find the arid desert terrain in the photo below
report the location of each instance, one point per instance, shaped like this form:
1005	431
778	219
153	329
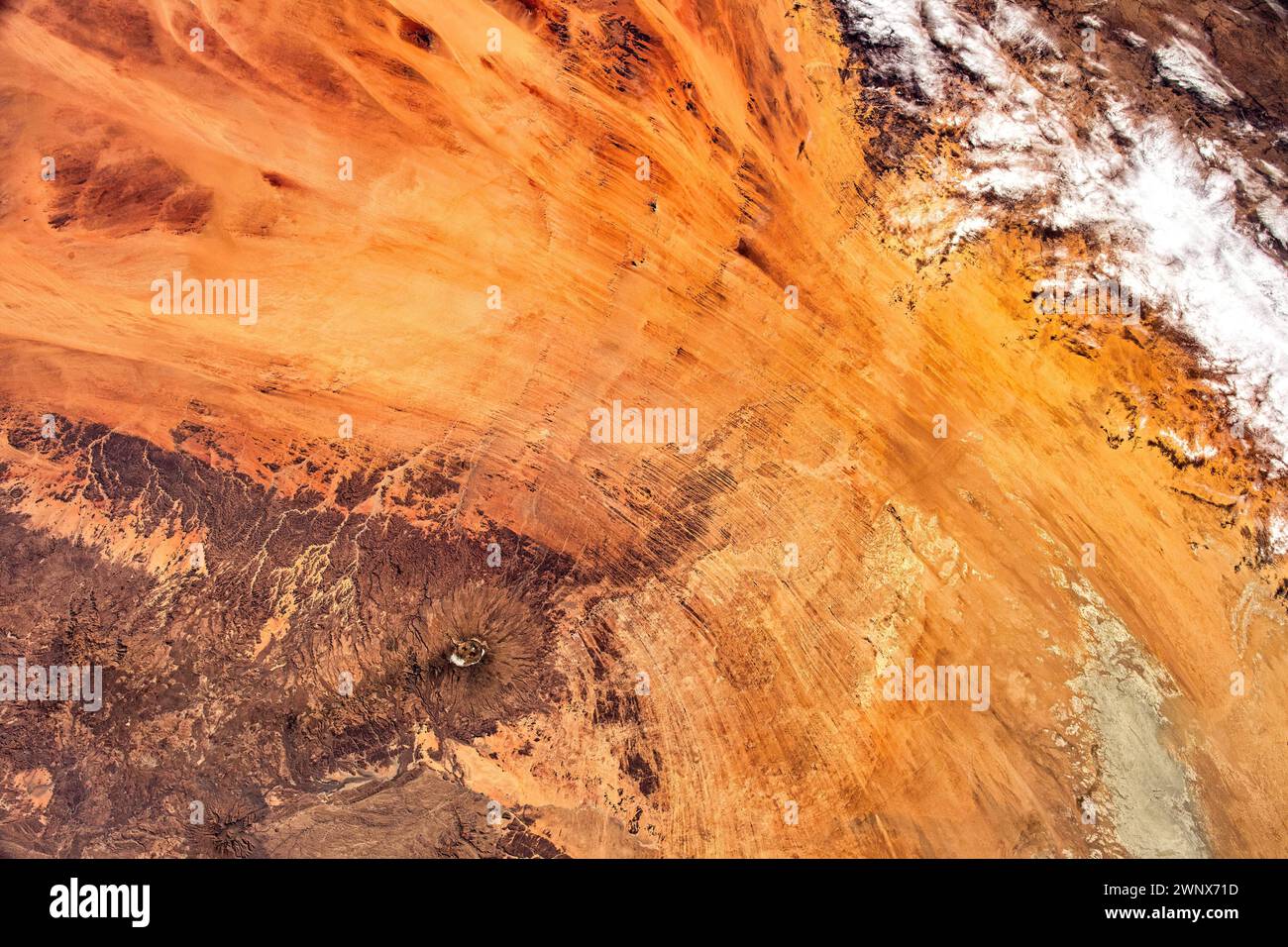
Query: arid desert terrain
322	329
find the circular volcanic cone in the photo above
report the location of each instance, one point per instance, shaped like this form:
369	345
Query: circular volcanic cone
476	657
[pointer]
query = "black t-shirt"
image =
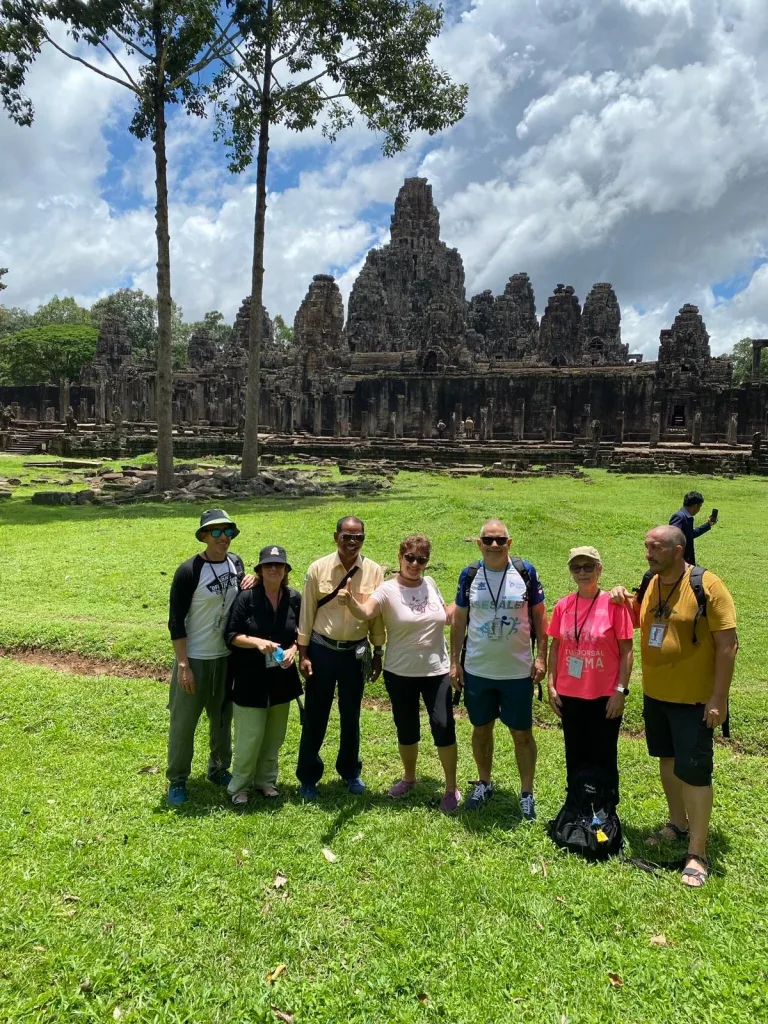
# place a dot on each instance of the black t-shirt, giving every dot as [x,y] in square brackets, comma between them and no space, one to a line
[252,684]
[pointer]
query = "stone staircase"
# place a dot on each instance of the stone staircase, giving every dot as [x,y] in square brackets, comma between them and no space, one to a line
[32,441]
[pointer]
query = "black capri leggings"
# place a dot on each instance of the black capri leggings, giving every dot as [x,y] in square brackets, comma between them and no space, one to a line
[403,693]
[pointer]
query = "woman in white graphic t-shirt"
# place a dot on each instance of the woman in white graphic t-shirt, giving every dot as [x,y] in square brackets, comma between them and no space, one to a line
[416,662]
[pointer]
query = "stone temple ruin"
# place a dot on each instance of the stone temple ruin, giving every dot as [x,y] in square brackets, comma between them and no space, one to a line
[416,359]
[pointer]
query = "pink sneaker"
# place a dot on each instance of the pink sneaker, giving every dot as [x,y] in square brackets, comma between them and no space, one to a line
[450,803]
[401,788]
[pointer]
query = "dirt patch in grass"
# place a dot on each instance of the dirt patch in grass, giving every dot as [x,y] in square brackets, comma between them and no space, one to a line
[80,666]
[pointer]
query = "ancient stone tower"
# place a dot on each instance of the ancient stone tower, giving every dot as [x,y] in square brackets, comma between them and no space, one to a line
[410,294]
[600,332]
[559,334]
[317,329]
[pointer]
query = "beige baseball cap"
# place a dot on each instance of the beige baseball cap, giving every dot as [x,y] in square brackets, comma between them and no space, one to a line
[585,552]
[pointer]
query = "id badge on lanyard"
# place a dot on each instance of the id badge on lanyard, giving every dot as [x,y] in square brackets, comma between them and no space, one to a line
[576,667]
[656,635]
[495,629]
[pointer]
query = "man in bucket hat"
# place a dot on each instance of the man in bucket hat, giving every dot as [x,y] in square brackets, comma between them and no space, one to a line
[202,593]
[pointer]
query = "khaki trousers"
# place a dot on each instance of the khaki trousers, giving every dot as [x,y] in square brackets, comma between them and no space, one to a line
[259,733]
[185,709]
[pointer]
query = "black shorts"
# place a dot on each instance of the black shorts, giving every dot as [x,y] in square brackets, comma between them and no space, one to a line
[404,692]
[679,731]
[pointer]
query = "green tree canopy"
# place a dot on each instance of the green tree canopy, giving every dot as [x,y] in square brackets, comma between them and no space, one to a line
[283,333]
[46,354]
[13,318]
[64,310]
[304,62]
[138,314]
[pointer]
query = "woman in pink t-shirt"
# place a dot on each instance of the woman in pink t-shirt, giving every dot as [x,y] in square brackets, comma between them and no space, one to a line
[416,663]
[590,667]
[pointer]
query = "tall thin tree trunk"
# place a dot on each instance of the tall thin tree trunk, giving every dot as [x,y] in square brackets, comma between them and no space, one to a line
[165,346]
[250,467]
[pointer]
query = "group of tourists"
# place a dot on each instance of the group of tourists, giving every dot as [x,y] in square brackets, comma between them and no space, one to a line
[243,641]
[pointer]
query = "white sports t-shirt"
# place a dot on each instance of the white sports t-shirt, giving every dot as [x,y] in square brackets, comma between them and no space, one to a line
[415,620]
[206,619]
[499,630]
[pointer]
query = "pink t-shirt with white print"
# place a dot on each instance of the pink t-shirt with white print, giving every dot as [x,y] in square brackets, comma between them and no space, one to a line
[589,668]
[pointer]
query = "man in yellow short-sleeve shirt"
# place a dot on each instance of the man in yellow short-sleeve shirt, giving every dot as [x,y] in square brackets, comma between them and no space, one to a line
[686,681]
[333,648]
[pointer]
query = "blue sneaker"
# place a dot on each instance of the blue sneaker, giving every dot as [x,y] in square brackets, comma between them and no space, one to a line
[527,806]
[480,795]
[177,795]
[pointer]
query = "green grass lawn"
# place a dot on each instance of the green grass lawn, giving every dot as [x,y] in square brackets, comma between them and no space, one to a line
[95,580]
[115,907]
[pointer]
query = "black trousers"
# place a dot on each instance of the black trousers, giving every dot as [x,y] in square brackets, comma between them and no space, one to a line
[403,694]
[591,741]
[330,668]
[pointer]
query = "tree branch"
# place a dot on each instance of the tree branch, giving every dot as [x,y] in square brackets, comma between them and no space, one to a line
[317,77]
[131,45]
[120,65]
[292,49]
[212,51]
[90,67]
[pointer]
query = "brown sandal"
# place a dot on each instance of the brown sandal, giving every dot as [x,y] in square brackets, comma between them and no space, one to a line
[697,877]
[663,835]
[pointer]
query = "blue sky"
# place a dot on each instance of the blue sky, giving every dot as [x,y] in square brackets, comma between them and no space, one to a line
[623,139]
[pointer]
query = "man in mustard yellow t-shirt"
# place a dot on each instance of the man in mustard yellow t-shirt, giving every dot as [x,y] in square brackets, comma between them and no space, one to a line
[685,686]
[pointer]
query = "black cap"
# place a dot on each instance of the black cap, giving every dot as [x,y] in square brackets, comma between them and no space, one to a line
[214,517]
[272,554]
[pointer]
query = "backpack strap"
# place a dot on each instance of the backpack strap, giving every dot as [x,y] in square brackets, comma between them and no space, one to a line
[522,569]
[696,585]
[644,584]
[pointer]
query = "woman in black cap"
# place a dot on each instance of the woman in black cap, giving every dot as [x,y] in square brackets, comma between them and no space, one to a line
[261,633]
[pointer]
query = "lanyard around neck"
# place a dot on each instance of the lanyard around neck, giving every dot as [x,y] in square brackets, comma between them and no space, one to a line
[577,631]
[663,609]
[495,600]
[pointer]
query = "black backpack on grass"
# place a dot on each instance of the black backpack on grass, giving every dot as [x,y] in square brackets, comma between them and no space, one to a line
[588,823]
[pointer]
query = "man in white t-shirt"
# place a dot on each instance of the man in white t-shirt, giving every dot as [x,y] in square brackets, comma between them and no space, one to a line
[499,602]
[204,589]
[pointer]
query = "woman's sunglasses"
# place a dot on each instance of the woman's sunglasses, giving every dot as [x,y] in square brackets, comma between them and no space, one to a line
[226,530]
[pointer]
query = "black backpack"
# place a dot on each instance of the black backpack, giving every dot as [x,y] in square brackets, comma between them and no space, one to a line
[520,566]
[587,823]
[696,585]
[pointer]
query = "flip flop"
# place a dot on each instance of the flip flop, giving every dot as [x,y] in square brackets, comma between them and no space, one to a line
[695,872]
[659,836]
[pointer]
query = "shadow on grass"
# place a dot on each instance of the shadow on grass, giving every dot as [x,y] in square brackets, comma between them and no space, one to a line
[23,512]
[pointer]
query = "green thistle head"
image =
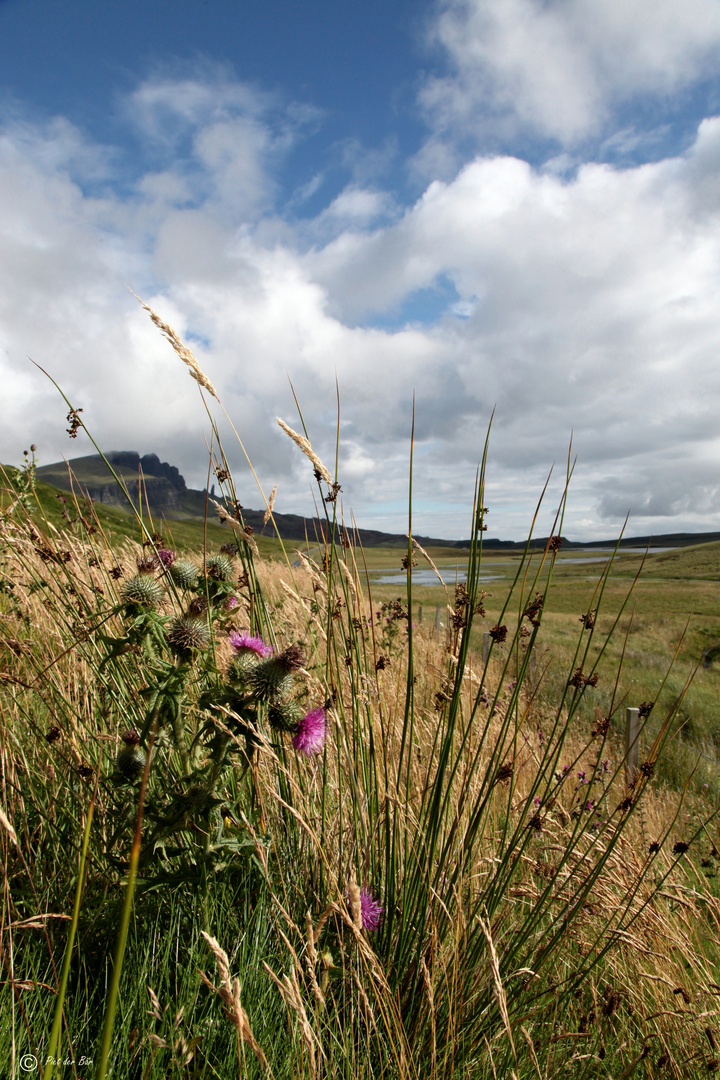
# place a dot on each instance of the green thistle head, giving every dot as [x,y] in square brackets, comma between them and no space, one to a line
[143,591]
[284,715]
[184,574]
[272,678]
[219,567]
[130,761]
[188,633]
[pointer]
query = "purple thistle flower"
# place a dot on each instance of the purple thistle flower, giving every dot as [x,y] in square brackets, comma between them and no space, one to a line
[310,733]
[245,643]
[371,910]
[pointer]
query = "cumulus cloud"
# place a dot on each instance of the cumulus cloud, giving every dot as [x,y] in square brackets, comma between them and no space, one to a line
[582,302]
[558,69]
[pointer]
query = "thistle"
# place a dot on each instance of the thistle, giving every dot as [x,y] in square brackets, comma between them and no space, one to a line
[188,633]
[130,761]
[219,567]
[141,591]
[309,737]
[370,909]
[272,678]
[184,574]
[285,716]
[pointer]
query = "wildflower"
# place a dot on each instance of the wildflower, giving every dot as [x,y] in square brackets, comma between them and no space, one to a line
[247,643]
[371,910]
[141,592]
[219,567]
[130,763]
[184,574]
[271,678]
[188,633]
[310,733]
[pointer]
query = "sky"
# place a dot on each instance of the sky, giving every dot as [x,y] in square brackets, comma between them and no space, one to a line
[506,211]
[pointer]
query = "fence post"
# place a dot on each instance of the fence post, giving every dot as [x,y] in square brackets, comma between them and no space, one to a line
[632,745]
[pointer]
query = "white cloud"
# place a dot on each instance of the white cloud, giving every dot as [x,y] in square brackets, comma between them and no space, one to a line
[585,302]
[557,68]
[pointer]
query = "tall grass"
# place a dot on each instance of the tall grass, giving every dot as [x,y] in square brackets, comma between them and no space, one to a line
[362,853]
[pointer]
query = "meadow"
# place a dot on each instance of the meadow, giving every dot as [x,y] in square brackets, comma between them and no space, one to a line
[260,819]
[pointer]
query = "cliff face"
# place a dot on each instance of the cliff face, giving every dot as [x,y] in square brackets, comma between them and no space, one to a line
* * * * * * *
■ EXERCISE AIM
The lines to copy are those in the listing that contain the word "face".

■ ANSWER FOR THE TASK
query = "cliff face"
# place a dot on each instance of the cliff face, giving every dot as [x,y] in square brackets, comma between them and no space, one to a line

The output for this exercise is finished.